__Saved entries__.
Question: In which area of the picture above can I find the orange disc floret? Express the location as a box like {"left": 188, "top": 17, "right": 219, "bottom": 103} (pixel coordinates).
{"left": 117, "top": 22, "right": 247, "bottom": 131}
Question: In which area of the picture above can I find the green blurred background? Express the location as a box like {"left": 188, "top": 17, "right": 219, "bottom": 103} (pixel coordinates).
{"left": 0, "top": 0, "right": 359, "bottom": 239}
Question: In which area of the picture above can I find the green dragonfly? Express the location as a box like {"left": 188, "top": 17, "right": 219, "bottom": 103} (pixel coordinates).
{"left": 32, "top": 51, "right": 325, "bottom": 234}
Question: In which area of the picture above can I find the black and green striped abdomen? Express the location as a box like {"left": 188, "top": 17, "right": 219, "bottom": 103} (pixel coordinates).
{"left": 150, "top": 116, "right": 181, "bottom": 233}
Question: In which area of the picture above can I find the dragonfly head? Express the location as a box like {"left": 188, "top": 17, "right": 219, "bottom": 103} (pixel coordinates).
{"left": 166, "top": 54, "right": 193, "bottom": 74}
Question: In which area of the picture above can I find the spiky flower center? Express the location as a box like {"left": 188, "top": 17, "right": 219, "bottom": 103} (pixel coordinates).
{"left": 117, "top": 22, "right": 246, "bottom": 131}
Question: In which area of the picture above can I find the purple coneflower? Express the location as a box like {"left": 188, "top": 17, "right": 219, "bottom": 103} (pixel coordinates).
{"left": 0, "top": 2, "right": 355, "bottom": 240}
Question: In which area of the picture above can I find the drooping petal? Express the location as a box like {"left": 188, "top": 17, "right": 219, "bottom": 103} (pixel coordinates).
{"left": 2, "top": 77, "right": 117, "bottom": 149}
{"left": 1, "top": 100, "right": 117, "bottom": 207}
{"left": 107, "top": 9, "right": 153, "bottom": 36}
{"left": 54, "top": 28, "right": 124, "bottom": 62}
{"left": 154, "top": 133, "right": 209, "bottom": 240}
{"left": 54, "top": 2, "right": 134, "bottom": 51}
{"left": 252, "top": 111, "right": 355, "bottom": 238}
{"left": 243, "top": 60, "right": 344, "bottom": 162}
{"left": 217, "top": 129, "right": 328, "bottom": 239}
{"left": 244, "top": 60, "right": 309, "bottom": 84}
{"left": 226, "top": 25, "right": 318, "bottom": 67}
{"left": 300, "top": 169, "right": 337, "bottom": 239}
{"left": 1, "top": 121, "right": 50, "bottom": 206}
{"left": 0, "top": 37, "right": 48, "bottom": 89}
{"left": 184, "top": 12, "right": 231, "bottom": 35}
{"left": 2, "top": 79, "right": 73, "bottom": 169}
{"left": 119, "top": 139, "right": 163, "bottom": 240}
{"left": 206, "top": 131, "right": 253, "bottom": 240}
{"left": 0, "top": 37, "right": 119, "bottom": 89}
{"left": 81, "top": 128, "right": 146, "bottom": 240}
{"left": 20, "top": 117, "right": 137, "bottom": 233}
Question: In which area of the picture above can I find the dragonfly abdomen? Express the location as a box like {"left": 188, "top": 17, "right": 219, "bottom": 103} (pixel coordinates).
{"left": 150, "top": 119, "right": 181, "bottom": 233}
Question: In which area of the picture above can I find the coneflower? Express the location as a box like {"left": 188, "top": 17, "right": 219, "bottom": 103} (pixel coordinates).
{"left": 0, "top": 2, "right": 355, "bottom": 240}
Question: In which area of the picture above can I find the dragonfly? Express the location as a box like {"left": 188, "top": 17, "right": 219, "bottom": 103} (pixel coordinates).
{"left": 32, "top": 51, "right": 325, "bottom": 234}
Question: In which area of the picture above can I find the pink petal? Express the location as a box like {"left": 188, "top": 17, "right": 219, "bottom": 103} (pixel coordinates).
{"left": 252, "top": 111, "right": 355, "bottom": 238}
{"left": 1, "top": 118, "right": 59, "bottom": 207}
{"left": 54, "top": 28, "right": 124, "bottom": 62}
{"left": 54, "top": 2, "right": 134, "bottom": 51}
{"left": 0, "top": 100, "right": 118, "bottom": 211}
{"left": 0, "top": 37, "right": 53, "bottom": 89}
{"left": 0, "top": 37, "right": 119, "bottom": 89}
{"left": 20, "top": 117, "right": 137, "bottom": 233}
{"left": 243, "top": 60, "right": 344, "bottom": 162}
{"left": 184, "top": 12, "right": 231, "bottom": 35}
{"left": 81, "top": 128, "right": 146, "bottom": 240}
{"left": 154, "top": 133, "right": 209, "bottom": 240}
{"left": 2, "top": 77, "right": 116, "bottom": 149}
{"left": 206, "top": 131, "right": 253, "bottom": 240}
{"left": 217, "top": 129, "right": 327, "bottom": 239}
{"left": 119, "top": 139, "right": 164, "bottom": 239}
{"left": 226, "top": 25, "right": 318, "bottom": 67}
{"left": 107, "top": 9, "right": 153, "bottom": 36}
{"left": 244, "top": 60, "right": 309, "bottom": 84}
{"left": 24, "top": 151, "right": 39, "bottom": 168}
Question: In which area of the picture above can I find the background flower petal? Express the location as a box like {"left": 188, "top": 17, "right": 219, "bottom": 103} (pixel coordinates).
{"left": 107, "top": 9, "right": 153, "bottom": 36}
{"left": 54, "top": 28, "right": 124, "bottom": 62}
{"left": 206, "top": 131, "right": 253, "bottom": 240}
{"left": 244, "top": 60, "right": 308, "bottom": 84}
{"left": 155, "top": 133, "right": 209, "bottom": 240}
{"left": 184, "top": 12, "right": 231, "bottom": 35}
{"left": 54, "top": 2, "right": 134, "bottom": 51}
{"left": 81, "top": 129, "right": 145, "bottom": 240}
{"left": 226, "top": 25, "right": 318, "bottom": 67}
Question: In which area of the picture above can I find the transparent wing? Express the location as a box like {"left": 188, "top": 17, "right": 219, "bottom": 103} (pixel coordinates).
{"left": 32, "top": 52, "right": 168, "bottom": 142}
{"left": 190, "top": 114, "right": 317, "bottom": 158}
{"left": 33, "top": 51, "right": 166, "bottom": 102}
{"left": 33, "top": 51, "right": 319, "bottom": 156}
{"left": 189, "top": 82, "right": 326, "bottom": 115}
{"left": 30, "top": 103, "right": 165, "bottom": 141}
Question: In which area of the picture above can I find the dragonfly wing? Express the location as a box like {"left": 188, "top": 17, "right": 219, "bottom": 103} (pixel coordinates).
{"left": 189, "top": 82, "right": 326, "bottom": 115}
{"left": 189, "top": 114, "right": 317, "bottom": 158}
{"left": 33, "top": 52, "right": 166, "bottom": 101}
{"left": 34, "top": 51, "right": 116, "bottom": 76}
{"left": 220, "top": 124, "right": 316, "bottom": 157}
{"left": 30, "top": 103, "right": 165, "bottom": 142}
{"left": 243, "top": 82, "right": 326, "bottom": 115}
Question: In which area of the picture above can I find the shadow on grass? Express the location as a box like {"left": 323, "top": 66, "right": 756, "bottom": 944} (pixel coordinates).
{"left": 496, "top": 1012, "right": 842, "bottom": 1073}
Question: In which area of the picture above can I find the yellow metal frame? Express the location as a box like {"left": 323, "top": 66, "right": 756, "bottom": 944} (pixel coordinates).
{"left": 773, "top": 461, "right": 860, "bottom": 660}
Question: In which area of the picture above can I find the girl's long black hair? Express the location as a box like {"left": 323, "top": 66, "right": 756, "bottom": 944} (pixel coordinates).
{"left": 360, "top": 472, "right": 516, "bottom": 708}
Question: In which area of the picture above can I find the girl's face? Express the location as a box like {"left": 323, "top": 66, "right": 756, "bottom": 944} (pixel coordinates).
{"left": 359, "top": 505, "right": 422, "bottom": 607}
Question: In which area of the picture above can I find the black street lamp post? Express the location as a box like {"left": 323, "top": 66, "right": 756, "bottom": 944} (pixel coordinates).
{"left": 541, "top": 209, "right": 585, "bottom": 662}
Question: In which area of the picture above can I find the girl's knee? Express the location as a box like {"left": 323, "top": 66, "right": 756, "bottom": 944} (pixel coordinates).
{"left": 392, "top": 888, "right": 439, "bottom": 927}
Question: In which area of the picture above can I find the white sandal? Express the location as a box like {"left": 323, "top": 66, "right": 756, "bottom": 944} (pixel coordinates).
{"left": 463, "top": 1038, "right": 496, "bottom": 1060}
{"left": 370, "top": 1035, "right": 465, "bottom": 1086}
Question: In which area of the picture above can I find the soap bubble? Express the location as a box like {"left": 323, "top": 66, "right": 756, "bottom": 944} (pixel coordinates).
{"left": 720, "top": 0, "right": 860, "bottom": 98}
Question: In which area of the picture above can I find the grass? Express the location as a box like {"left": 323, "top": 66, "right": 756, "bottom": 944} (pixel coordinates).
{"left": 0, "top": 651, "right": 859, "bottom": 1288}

__What you are asked to do__. Output exactly what runs from the line with "find the soap" to the final line above, both lines included, and nothing else.

__Exercise answer__.
Question: In which area of the picture above can I find the soap bubble? Express the location as a box like {"left": 323, "top": 66, "right": 756, "bottom": 944} (pixel coordinates).
{"left": 720, "top": 0, "right": 860, "bottom": 98}
Question: In which area of the picture above can I find the grass? Express the location as a box like {"left": 323, "top": 66, "right": 756, "bottom": 944} (pixel coordinates).
{"left": 0, "top": 651, "right": 859, "bottom": 1288}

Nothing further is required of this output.